# GOAL:
Starting at the beginning of the records and stopping after the line that contains "<point>279,310</point>", rewrite those lines with "water reflection" changed to "reflection on the water" and everything else unchanged. Leave the picture out of your answer.

** Start RAW RECORDS **

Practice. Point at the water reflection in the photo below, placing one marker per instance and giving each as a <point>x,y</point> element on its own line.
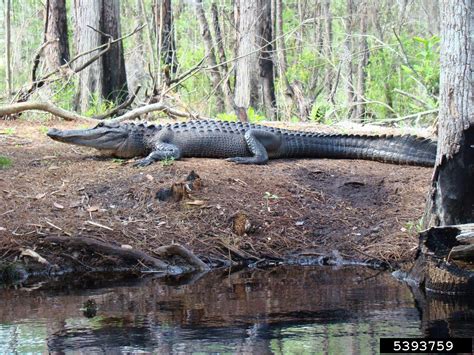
<point>279,310</point>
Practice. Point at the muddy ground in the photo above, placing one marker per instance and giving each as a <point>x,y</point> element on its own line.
<point>352,209</point>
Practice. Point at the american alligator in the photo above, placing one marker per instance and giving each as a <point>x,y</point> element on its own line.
<point>242,143</point>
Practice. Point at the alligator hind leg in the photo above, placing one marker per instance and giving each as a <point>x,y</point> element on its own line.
<point>162,151</point>
<point>260,143</point>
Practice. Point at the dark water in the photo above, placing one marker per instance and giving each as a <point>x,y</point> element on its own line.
<point>284,310</point>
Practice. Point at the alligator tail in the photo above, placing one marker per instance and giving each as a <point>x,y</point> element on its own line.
<point>407,149</point>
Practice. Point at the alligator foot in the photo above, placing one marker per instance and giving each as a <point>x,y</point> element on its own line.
<point>247,160</point>
<point>143,162</point>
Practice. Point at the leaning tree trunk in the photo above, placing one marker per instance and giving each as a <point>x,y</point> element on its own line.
<point>57,51</point>
<point>114,84</point>
<point>446,254</point>
<point>87,13</point>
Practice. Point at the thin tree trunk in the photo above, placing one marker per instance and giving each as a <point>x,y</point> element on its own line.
<point>246,81</point>
<point>164,30</point>
<point>87,13</point>
<point>452,199</point>
<point>327,47</point>
<point>266,61</point>
<point>211,58</point>
<point>8,47</point>
<point>57,51</point>
<point>222,57</point>
<point>114,84</point>
<point>348,58</point>
<point>363,52</point>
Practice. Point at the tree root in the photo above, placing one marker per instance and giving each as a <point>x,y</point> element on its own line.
<point>192,261</point>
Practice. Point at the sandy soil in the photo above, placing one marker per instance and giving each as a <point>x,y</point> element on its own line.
<point>301,207</point>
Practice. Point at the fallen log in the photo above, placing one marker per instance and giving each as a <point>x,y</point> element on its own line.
<point>443,264</point>
<point>106,248</point>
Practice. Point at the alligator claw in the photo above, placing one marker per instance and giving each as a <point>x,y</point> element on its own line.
<point>142,163</point>
<point>241,160</point>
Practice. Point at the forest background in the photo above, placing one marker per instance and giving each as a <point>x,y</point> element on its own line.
<point>298,60</point>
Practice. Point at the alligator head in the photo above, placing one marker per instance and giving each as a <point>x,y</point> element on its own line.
<point>119,140</point>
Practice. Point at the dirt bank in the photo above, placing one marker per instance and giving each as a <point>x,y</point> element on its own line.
<point>308,207</point>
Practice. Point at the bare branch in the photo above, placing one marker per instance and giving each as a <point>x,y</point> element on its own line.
<point>125,104</point>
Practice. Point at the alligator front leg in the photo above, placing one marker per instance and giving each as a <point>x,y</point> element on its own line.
<point>162,151</point>
<point>259,142</point>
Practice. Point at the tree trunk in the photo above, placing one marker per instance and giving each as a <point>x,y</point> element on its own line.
<point>327,48</point>
<point>452,196</point>
<point>266,60</point>
<point>164,30</point>
<point>57,51</point>
<point>114,84</point>
<point>249,73</point>
<point>451,202</point>
<point>246,81</point>
<point>223,68</point>
<point>363,52</point>
<point>8,50</point>
<point>87,13</point>
<point>348,59</point>
<point>216,79</point>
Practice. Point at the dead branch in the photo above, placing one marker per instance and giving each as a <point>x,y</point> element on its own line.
<point>67,67</point>
<point>98,246</point>
<point>125,104</point>
<point>73,116</point>
<point>413,97</point>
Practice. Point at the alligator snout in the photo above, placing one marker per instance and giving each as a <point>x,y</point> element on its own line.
<point>53,132</point>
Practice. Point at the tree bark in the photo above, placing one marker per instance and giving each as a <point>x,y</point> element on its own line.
<point>57,51</point>
<point>266,60</point>
<point>114,84</point>
<point>216,79</point>
<point>452,198</point>
<point>363,52</point>
<point>451,202</point>
<point>223,68</point>
<point>248,82</point>
<point>87,13</point>
<point>348,59</point>
<point>327,47</point>
<point>8,50</point>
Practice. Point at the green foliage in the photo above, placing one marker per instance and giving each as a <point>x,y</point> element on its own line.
<point>388,71</point>
<point>5,162</point>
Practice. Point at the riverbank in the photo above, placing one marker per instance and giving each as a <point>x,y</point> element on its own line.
<point>296,209</point>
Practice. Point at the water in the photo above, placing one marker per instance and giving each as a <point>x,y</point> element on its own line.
<point>283,310</point>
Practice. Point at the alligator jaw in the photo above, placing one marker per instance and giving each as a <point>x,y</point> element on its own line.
<point>97,137</point>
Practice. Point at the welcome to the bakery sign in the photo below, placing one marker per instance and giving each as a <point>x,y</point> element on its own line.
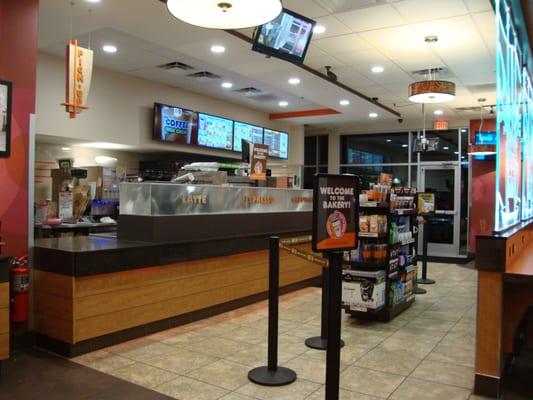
<point>78,79</point>
<point>334,212</point>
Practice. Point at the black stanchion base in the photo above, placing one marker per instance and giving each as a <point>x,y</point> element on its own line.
<point>266,377</point>
<point>318,343</point>
<point>420,291</point>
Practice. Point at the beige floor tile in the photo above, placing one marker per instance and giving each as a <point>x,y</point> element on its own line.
<point>387,361</point>
<point>401,347</point>
<point>180,361</point>
<point>184,388</point>
<point>235,396</point>
<point>464,341</point>
<point>311,369</point>
<point>103,361</point>
<point>256,356</point>
<point>453,355</point>
<point>448,374</point>
<point>145,352</point>
<point>298,390</point>
<point>343,395</point>
<point>373,383</point>
<point>144,375</point>
<point>218,347</point>
<point>415,389</point>
<point>185,338</point>
<point>222,373</point>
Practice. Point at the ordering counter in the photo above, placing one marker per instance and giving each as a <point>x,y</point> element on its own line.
<point>182,253</point>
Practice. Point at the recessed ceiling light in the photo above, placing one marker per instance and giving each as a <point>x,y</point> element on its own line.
<point>109,48</point>
<point>217,48</point>
<point>294,81</point>
<point>318,29</point>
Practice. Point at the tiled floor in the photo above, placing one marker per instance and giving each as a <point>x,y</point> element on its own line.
<point>425,353</point>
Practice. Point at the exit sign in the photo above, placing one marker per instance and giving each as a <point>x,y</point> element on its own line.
<point>440,125</point>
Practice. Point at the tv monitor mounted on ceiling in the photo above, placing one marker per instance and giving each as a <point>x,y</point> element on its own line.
<point>287,37</point>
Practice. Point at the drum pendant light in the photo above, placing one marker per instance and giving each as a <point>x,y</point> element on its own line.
<point>225,14</point>
<point>431,91</point>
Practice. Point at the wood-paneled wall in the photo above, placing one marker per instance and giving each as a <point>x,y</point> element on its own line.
<point>77,309</point>
<point>4,320</point>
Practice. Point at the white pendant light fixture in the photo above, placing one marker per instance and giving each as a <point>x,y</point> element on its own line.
<point>431,91</point>
<point>225,14</point>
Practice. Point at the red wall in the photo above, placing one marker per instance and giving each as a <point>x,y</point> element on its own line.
<point>18,61</point>
<point>482,190</point>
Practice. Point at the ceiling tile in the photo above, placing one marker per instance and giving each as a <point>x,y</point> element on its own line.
<point>370,18</point>
<point>424,10</point>
<point>342,44</point>
<point>478,5</point>
<point>333,27</point>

** End RAW RECORDS **

# FULL ANSWER:
Practice. Point at the reflection on the water in the photo below, placing one marker per instance and giving each as a <point>x,y</point> element on its own line.
<point>279,310</point>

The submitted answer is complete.